WHAT YOU NEED TO DO
Once you reach the line that contains "Q: Locate the woman's", retype it and each later line exactly as written, stopping only at the end of the listing.

☆ ☆ ☆ ☆

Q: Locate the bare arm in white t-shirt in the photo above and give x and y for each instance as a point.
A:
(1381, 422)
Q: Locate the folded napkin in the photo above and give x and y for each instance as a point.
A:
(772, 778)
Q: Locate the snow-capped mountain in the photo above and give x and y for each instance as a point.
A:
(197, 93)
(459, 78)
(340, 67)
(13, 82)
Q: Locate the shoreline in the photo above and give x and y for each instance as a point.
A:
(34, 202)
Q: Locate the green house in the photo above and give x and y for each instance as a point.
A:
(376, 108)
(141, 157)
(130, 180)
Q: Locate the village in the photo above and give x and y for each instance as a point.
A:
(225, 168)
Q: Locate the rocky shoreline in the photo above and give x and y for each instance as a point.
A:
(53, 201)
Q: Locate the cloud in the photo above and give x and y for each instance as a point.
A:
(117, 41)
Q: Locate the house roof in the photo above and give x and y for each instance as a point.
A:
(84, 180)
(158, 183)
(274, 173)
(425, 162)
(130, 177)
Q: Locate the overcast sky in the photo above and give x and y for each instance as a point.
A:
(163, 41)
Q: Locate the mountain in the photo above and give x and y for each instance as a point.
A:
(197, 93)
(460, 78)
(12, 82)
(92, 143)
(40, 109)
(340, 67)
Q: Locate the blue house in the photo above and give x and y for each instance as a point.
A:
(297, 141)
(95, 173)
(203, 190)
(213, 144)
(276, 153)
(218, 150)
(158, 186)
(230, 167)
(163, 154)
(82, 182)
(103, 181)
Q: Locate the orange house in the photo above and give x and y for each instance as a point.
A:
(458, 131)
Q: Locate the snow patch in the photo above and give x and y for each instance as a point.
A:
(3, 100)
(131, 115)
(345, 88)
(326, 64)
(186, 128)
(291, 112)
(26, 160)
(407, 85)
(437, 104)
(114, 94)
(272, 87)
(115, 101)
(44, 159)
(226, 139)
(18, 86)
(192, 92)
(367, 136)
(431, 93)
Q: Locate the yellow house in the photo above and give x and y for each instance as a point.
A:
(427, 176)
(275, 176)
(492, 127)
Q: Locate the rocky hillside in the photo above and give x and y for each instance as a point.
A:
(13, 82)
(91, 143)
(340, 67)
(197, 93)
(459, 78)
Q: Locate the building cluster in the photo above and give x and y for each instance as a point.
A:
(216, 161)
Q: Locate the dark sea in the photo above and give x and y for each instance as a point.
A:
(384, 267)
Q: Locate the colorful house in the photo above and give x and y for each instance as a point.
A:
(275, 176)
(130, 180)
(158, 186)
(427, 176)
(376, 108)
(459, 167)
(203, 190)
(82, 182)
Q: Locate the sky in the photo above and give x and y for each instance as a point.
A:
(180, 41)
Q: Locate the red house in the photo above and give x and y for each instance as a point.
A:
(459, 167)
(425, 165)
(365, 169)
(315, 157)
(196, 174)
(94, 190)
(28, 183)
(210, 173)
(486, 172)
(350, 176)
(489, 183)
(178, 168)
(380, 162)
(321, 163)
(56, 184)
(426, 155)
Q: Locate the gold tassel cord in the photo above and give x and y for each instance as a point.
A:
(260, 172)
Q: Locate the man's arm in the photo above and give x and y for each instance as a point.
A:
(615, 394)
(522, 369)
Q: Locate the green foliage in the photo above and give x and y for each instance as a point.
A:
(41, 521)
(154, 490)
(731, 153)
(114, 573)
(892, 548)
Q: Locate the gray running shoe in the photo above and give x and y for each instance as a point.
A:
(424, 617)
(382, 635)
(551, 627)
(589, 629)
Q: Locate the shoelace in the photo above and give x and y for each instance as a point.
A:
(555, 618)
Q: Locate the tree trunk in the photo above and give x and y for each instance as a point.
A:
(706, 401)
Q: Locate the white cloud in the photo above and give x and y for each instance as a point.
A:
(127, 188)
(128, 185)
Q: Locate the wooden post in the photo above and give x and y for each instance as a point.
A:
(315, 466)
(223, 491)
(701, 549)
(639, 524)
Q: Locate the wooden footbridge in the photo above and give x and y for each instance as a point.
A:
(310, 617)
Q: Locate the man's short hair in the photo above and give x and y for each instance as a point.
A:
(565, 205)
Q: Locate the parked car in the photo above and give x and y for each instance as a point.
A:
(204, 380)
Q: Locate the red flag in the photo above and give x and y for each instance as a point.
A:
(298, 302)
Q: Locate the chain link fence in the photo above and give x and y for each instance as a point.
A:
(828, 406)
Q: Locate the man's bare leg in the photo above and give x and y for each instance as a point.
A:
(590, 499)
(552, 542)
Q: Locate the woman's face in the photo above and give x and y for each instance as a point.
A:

☆ ☆ ☆ ☆

WRITTEN REPLY
Q: Locate the woman's face in the photo above and give x and y for each instance as a point.
A:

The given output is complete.